▸ **WAS GEBRAUCHT WIRD**: Schreiben Sie die Zeilen ab der Zeile mit „Rules: place one point on every instance of the sunburst“ bis zum Ende der Datensatzauszüge unverändert ab. Beide Enden sind eingeschlossen.

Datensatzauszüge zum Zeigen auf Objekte
************
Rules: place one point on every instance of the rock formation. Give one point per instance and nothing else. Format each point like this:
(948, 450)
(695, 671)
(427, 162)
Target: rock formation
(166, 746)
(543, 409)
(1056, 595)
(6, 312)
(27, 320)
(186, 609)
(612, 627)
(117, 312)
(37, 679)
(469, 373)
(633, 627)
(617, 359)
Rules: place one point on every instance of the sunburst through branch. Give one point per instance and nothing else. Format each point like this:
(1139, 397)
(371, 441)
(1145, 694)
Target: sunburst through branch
************
▸ **LÖSUNG DER AUFGABE**:
Rules: place one point on every instance of the sunburst through branch. Give one point per instance and nothing else. Format each point like this:
(1139, 397)
(371, 441)
(1145, 694)
Target: sunburst through branch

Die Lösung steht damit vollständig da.